* _YOUR ASSIGNMENT_:
In the data below, the answer is the run of lines from the line containing "column 349, row 262" through the line containing "column 559, row 103", both included; print it exactly and nothing else.

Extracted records
▬▬▬

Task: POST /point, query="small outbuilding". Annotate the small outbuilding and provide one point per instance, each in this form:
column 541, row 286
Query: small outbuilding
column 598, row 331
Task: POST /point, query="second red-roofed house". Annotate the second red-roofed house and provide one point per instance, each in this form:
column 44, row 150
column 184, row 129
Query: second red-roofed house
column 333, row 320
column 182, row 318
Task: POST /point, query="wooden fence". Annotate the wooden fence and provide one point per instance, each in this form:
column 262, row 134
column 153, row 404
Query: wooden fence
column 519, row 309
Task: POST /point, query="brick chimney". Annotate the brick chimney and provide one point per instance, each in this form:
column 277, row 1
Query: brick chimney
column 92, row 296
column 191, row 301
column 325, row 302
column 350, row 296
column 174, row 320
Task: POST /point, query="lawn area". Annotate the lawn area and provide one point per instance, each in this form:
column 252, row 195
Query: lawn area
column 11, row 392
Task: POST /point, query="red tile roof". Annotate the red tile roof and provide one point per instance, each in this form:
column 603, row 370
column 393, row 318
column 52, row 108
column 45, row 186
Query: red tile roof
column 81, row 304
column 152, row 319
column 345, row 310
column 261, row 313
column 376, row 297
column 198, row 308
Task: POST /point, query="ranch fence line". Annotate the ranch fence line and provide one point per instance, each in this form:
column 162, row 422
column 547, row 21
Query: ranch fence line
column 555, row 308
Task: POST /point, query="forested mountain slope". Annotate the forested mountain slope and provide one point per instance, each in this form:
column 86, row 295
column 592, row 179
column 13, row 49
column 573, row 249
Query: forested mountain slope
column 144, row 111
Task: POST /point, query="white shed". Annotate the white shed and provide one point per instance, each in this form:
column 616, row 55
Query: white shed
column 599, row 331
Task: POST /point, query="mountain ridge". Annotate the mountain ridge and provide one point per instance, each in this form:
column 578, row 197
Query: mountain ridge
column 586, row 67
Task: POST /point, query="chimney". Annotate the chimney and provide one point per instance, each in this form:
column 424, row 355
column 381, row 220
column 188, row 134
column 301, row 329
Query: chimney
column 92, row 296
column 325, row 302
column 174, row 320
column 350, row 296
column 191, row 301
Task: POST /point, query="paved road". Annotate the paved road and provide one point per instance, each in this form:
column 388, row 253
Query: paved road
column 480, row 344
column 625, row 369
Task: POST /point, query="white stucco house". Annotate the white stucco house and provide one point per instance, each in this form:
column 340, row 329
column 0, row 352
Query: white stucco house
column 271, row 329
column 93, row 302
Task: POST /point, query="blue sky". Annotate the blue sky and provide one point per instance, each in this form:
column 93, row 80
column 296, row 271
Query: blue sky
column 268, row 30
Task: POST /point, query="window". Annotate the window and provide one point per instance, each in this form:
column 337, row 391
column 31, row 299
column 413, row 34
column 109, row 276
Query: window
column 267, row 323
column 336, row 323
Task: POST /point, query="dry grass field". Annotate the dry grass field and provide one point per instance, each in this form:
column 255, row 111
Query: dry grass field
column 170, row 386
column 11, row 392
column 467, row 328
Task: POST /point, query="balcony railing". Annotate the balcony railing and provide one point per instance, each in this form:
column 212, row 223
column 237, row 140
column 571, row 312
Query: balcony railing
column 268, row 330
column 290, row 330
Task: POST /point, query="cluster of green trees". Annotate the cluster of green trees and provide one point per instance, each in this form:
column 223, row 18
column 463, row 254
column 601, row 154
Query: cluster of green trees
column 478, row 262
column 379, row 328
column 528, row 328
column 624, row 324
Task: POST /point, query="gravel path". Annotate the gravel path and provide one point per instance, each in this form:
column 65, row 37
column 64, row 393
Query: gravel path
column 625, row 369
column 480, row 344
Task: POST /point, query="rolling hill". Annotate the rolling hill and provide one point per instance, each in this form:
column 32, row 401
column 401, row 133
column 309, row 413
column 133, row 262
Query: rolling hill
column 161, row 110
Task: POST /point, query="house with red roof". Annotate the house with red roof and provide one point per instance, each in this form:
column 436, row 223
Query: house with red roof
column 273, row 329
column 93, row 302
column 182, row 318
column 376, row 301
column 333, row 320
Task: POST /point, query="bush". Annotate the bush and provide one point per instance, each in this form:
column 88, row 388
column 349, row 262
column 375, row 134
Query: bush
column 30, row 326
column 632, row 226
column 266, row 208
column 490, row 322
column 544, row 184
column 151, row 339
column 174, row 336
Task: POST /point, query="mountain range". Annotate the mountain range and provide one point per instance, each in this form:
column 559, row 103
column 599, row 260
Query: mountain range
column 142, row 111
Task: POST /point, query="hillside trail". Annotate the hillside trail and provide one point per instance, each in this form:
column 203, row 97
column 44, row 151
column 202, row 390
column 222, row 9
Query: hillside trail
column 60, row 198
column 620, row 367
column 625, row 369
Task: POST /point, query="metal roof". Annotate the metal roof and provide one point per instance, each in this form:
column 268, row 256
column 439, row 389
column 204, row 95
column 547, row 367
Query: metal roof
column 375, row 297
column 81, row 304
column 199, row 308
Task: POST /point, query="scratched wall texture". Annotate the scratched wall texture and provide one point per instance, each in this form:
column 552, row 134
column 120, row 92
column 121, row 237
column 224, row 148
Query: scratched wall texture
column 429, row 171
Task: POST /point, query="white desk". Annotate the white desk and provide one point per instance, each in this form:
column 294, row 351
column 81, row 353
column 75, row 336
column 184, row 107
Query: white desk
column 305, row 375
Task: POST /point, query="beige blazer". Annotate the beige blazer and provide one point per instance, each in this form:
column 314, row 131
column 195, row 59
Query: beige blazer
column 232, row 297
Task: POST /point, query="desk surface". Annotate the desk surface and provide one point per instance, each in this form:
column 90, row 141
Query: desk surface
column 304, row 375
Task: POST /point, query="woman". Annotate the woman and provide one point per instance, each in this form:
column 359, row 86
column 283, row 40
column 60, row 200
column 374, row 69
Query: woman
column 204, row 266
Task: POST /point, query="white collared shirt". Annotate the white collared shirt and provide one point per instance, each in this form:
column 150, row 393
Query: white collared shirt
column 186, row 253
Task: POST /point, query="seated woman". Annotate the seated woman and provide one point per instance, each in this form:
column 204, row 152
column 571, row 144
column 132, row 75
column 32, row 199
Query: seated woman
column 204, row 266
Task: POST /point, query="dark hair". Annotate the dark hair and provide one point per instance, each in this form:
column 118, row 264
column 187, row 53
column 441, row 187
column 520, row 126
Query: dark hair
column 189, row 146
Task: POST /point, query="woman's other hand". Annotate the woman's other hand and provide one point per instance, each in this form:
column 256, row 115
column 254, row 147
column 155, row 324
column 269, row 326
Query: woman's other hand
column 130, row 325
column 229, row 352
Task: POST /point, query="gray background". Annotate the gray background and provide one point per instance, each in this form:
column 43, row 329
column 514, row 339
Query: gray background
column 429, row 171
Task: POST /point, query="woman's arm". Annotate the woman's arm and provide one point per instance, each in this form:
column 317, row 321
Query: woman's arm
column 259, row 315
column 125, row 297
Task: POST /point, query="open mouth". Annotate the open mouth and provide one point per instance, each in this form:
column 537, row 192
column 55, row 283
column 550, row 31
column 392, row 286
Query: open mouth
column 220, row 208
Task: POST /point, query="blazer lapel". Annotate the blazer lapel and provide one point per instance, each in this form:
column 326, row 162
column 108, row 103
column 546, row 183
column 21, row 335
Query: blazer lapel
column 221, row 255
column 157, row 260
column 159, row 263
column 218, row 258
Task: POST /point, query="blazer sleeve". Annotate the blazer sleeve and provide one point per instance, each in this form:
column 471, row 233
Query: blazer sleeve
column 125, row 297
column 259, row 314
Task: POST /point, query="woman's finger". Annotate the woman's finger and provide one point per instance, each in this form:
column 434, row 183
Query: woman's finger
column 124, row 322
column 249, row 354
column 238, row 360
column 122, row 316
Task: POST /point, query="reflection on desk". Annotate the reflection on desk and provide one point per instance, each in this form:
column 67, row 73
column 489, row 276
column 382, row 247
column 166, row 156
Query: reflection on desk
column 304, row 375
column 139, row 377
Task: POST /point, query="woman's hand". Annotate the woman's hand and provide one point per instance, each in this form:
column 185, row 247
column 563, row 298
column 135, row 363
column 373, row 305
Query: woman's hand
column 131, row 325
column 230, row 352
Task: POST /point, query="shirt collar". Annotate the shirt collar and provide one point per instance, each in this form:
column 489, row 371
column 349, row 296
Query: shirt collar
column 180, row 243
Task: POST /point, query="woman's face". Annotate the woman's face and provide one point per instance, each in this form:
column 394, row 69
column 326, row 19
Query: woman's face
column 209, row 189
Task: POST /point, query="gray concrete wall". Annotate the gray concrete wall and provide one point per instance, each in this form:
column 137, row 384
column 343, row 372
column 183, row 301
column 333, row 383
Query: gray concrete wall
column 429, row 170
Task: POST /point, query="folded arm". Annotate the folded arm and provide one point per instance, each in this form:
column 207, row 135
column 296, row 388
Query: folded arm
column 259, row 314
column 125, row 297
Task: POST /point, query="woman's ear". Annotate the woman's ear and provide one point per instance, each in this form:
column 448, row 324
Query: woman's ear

▬▬▬

* _ANSWER SECTION_:
column 349, row 262
column 375, row 134
Query: bush
column 30, row 326
column 632, row 226
column 266, row 208
column 490, row 322
column 544, row 184
column 151, row 339
column 174, row 336
Task: POST /point, query="mountain range". Annotate the mountain range and provide one point per instance, each in this form:
column 559, row 103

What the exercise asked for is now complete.